DATA:

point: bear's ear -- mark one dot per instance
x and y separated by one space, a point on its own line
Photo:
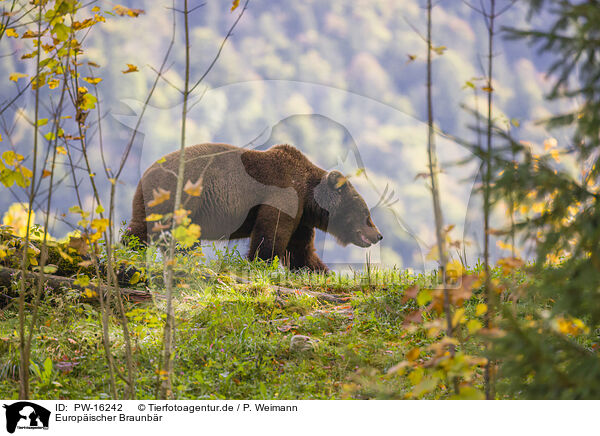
336 180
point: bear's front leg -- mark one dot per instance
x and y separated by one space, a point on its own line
271 233
302 252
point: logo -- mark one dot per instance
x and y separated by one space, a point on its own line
26 415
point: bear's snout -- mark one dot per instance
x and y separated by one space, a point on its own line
368 237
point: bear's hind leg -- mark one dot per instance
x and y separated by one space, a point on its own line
271 234
302 252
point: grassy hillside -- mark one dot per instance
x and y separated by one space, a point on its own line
244 330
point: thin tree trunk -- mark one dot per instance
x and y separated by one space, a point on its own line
165 390
23 349
488 376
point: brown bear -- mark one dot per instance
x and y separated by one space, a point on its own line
275 197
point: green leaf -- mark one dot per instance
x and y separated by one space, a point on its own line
135 278
424 297
50 136
61 31
50 269
474 325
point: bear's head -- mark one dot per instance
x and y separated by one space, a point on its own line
348 217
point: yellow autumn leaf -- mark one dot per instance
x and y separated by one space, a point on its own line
458 317
154 217
16 217
93 80
135 278
187 236
16 76
130 69
11 158
474 325
123 10
99 224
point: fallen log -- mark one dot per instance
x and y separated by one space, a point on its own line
7 275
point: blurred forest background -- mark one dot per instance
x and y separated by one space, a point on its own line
342 81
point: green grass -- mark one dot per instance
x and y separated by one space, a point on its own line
233 339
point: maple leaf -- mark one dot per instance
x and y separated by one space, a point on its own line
159 196
123 10
93 80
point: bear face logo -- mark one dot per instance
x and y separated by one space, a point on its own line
25 414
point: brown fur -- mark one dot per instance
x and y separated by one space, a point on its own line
276 197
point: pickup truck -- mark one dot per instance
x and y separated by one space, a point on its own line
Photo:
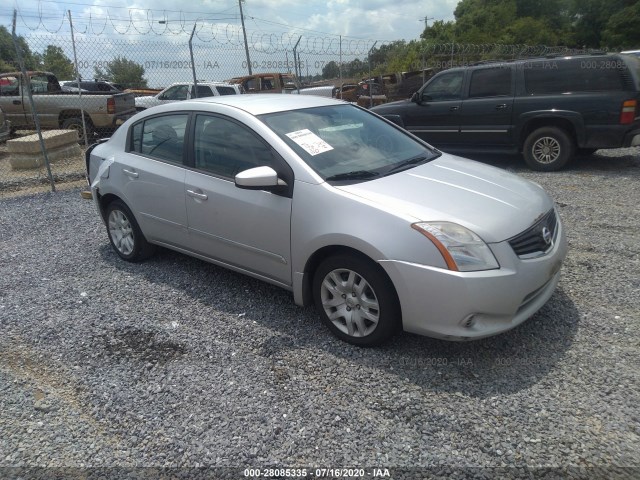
184 91
103 111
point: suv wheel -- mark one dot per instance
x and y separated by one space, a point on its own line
547 149
356 300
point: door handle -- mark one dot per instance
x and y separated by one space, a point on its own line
199 196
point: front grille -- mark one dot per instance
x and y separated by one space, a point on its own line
533 240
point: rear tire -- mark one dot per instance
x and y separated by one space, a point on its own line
548 149
125 235
356 300
76 124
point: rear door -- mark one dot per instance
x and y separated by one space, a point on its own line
151 175
436 117
486 112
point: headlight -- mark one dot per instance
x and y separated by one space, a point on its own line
462 249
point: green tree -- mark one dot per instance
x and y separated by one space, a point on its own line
123 71
623 28
54 60
440 32
529 31
8 59
331 70
478 21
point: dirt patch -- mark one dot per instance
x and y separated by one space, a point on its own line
22 182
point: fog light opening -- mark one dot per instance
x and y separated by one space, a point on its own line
470 321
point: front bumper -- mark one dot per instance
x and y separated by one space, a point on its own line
471 305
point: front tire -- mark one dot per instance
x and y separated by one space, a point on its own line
125 235
356 300
548 149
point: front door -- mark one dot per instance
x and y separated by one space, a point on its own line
485 116
435 118
248 229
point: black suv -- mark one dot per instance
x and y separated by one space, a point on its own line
550 109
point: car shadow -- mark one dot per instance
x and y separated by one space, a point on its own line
601 160
503 364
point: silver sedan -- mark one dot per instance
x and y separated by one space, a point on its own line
349 212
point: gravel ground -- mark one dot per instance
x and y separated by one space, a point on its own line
198 371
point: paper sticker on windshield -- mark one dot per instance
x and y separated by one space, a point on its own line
311 143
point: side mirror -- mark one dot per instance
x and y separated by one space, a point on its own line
259 178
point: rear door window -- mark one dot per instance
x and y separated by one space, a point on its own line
160 137
573 75
203 91
491 82
447 86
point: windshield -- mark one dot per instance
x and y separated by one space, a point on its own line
347 144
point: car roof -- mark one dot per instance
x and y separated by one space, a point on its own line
258 104
203 83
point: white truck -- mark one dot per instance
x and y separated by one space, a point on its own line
186 90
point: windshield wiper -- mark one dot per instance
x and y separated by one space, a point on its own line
407 164
355 175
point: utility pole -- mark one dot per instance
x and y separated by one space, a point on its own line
426 22
244 32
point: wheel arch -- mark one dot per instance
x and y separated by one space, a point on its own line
316 258
572 125
104 201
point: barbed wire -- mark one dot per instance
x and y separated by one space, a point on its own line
223 31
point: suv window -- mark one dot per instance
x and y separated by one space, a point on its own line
177 92
160 137
490 82
225 148
447 86
9 86
573 75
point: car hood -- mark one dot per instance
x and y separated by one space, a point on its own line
389 107
145 99
493 203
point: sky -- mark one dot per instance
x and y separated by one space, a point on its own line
154 32
381 20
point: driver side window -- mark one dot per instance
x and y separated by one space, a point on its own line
225 148
177 92
445 87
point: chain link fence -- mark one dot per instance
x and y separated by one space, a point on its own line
148 61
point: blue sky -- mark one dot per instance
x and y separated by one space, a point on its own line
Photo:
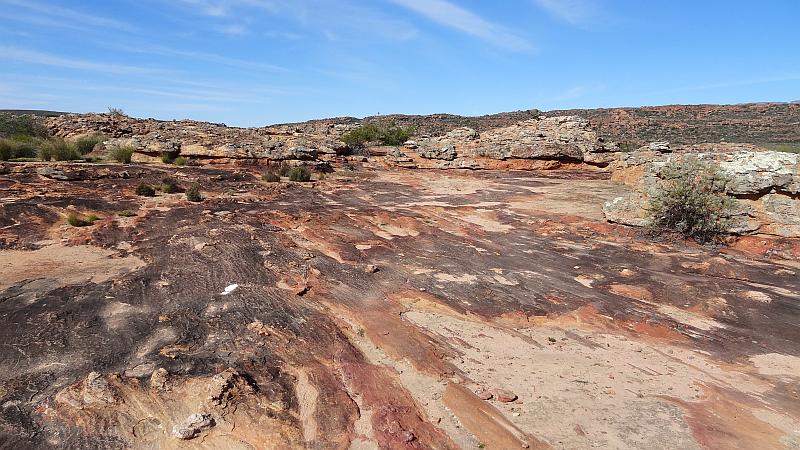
255 62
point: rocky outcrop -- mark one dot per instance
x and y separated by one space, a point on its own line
563 138
201 140
766 185
554 139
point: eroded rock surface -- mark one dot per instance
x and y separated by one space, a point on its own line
504 283
766 185
562 138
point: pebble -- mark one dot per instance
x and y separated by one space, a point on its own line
503 395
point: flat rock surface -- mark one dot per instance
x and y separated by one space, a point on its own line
116 335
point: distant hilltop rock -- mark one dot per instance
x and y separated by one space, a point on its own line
202 140
554 140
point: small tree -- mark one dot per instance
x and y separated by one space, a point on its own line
691 199
386 134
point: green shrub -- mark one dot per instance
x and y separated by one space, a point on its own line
58 149
384 133
169 185
393 134
86 144
19 147
169 157
299 174
145 190
193 193
121 153
691 199
270 177
77 221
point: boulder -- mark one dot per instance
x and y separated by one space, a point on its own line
192 426
446 152
765 185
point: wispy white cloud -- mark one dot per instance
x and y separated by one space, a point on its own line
67 16
574 12
160 50
737 83
576 92
458 18
333 19
34 57
233 29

YOUR TASK:
Write out the data precisely as given, excluding the pictures.

FINISHED TASK:
point: bear's ear -- mark one dot per instance
x and y separated by one space, a point on its own line
Photo:
336 180
point: bear's front leg -- mark one dot per instance
x and y separated by one space, a point on its own line
271 233
302 252
point: logo -- mark one dot per instance
x and y separated by one space, a point on its own line
26 415
point: bear's snout -- mark one dot per instance
x and y separated by one space, a point on its own line
368 237
point: bear's hind leg -- mark one dot per instance
x and y separated by one space, a point on its own line
271 234
302 252
point: grassy hillside -- mark one dot per instance
x and y separated by one space, a point on its own line
244 330
point: thin tree trunk -- mark one dot per instance
x and y separated by one space, a point on its own line
165 390
23 349
488 376
point: brown bear -- mark one dot per instance
x and y separated by one space, a point on its own line
275 197
point: green leaf -- mark one dot per instance
x and y separated by one space, a point on its own line
135 278
424 297
50 136
61 31
50 269
474 325
point: bear's head -- mark one dot per instance
x and y separated by one space, a point on its own line
348 217
point: yellow autumn leaf -- mark one dot per instance
x and y separated by one space, a point on its own line
458 317
154 217
16 217
93 80
135 278
187 236
16 76
130 69
11 158
474 325
123 10
99 224
point: fallen log -- mark one dot per instance
x and y separated by one space, a point on its own line
7 275
point: blurred forest background -- mark one dot per instance
x and y separated by one space, a point on its own line
342 81
point: green grass -- mark one dot per instance
x and y separated by one space, a point on its own line
233 339
point: maple leaf -- mark one dot per instance
x and y separated by one space, a point on its own line
159 196
123 10
93 80
point: bear face logo -- mark one dot per instance
x and y separated by one space, a point on its own line
25 414
point: brown fur -- mark one dot per instance
x and y separated by one space, a point on its own line
276 197
point: pickup truck -- mark one dot per instance
x and y separated by one space, a point on its own line
Photo:
184 91
103 111
point: suv wheel -- mark one dot per instance
x and y separated by one space, a point on its own line
547 149
356 300
point: door handle -- mark one dot per instance
x and y separated by one space, a point on its own line
199 196
point: front grille -- mark one dot per instance
x and y separated by one space, a point on its own line
533 240
point: rear tire -- mark one dot per instance
x and y separated by one space, a point on its own line
548 149
125 235
356 300
76 124
point: rear door -- mark one dot per instance
x and y separated by one space, a point on its own line
151 175
436 117
486 112
point: headlight -- mark one dot per instance
x and y separated by one space, a point on its own line
462 249
point: green tree -- mark one dot per instance
x and y separated by one space, a point on its own line
123 71
623 28
54 60
440 32
529 31
8 59
331 70
478 21
point: dirt patch -- mark one dot per instance
x and y separated by one space, a point on its own line
22 182
point: fog light opening -- mark one dot per instance
x and y separated by one space, a point on its own line
470 321
point: front bumper -- mark one dot per instance
x and y separated by one space, a point on its own line
471 305
point: front tire -- mark one dot per instance
x and y separated by one space, a point on its own line
125 235
356 300
548 149
point: front door -- mark one dot per instance
x and y separated by one space, a point on its own line
485 116
435 118
248 229
point: black suv -- mark one dot per instance
x and y separated by one space, a point on its own line
550 109
point: car shadow -- mark one dot per instance
x and y separated by one space, a point on its own line
601 160
503 364
point: silver sedan -- mark one dot per instance
x and y separated by one space, a point on its own line
349 212
point: gravel ground -- mark one dot per instance
x and y separated by one space, a point on its own line
198 371
point: paper sticker on windshield -- mark one dot per instance
x and y separated by one space, a point on its own line
311 143
point: side mirror -- mark one dot per instance
x and y separated by one space, a point on its own line
259 178
point: rear door window -- mark one dot per instance
x and y separated by one space, a point on its own line
160 137
573 75
203 91
491 82
447 86
point: windshield -- mark one dot per instance
x and y separated by one space, a point on its own line
347 144
point: car roof -- mark one dot per instance
x and y separated by one space, a point on its own line
258 104
203 83
point: white truck -- mark one dot per instance
x and y separated by one space, a point on its own line
186 90
point: windshield wiper -- mark one dot per instance
x and y separated by one space, a point on its own line
407 164
355 175
point: utility pole -- mark one dot per instance
x and y separated by one space, a point on its own line
426 22
244 32
point: wheel arch -- mark one dot per instance
x and y separated by one space, a point on its own line
316 258
572 125
104 201
point: barbed wire -- mark one dot per instance
x and y separated by one space, a point on its own line
223 31
point: suv window -- mark one dot per instance
x and y separated by one space, a point on its own line
177 92
160 137
490 82
225 148
447 86
9 86
573 75
point: car hood -- mark one dot per instance
x and y separated by one space, a point on its own line
389 107
145 99
493 203
point: sky -- mark one dot per instance
x and y separated by one space, a point on its own line
154 32
381 20
point: driver side window -- mark one dot per instance
x and y separated by one space, a point on its own line
225 148
177 92
445 87
point: chain link fence -- mark one dot per instance
x and y separated by one space, a point on its own line
148 61
point: blue sky -- mark one dot per instance
x and y separated by one space, a point on its own line
Photo:
255 62
point: rocky outcrop -- mark one dot per instance
x and y separated by one space, a point on its own line
563 138
201 140
766 185
554 139
point: eroded rock surface -- mark one dot per instance
x and y separated by one space, a point on its own line
504 283
766 185
562 138
point: pebble -- mark one dot per instance
x and y separated by one space, a point on its own line
503 395
point: flat rock surface -- mark one dot per instance
x and y separated by one space, a point on its own line
116 335
point: distant hilltop rock -- mark one dot per instance
x and y separated by one space, a point on its own line
202 140
554 140
point: small tree -- mark one dot per instance
x and y separated by one space, a point on its own line
691 199
386 134
point: green shrub -- mark one dot per instance
x and y separated by one space, a point on its own line
58 149
384 133
169 185
393 134
86 144
19 147
169 157
299 174
145 190
193 193
121 153
691 199
270 177
77 221
point: boulder -- mark one dot per instance
x and y separated by one space, a point on its own line
192 426
446 152
765 185
point: wispy white cloud -- mark one dot per instance
x and y separated by one space, a point on its own line
67 16
574 12
160 50
737 83
576 92
458 18
333 19
34 57
233 29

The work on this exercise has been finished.